## [Exercise]
In the records below, begin at the line that contains "Scan the photo. Do you find any wheel" and stop after the line that contains "[91, 125, 188, 211]". Write those lines as a JSON list of strings, one string per line, leaving out any blank lines.

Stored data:
_ _ _ _ _ _ _

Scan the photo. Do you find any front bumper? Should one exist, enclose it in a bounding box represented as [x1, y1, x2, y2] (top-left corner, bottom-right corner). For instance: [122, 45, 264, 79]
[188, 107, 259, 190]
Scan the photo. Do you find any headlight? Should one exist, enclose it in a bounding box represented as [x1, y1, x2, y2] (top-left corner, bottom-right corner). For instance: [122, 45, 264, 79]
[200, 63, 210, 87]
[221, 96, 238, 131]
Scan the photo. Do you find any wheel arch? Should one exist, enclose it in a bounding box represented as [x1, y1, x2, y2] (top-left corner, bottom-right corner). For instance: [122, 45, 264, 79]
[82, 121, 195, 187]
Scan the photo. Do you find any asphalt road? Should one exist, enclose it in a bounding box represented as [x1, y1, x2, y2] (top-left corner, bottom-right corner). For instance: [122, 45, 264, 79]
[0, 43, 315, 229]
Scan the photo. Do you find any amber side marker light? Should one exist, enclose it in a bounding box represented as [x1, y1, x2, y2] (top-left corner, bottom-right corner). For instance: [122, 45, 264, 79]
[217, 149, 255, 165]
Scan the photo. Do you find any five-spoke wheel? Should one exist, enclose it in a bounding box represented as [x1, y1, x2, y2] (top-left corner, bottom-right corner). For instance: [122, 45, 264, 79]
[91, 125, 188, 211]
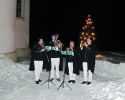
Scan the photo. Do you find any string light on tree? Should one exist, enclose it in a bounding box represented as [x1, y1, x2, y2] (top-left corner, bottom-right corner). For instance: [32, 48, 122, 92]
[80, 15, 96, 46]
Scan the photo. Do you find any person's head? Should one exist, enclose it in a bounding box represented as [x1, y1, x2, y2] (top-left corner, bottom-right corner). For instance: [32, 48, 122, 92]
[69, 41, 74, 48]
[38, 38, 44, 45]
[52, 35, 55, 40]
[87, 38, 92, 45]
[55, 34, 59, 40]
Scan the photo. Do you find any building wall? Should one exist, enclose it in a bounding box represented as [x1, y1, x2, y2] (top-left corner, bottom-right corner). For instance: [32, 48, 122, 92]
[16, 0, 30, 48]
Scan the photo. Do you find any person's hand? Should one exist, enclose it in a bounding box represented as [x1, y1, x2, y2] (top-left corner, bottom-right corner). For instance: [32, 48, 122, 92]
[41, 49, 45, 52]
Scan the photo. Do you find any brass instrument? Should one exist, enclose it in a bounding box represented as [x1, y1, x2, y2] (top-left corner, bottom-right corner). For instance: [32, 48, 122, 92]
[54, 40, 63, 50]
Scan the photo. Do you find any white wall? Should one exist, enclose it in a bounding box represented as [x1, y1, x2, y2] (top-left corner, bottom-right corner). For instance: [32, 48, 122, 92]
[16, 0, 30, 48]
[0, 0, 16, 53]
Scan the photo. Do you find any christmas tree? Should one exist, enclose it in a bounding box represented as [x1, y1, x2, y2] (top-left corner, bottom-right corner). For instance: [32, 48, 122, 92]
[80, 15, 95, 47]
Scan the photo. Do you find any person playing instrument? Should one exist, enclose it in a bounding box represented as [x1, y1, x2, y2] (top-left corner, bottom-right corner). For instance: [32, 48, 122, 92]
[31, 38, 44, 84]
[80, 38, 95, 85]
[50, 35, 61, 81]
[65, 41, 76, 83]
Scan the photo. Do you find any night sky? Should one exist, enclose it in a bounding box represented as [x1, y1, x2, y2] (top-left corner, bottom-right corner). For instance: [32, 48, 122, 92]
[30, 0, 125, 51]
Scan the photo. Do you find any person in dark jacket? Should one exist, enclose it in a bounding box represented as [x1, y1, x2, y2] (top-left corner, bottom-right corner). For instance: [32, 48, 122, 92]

_ _ _ _ _ _ _

## [The reply]
[
  "Scan the photo. Do you find any wheel arch? Should one exist, enclose it in a bounding box represented as [x1, y1, x2, y2] (top-left corner, bottom-right corner). For instance: [122, 45, 264, 79]",
  "[82, 121, 195, 187]",
  "Scan the photo. Do you find any asphalt road? Should one exist, enclose it in a bounding box represented as [x1, y1, x2, y2] (top-left corner, bottom-right corner). For instance: [122, 45, 264, 79]",
  "[0, 43, 315, 229]",
  "Scan the photo. Do you find any amber side marker light? Should one exist, enclose it in a bounding box represented as [x1, y1, x2, y2] (top-left corner, bottom-right corner). For instance: [122, 45, 264, 79]",
  "[217, 149, 255, 165]",
  "Scan the photo. Do you find any five-spoke wheel? Should one exist, enclose it in a bounding box represented as [x1, y1, x2, y2] (top-left corner, bottom-right corner). For instance: [122, 45, 264, 79]",
  "[91, 125, 188, 211]"
]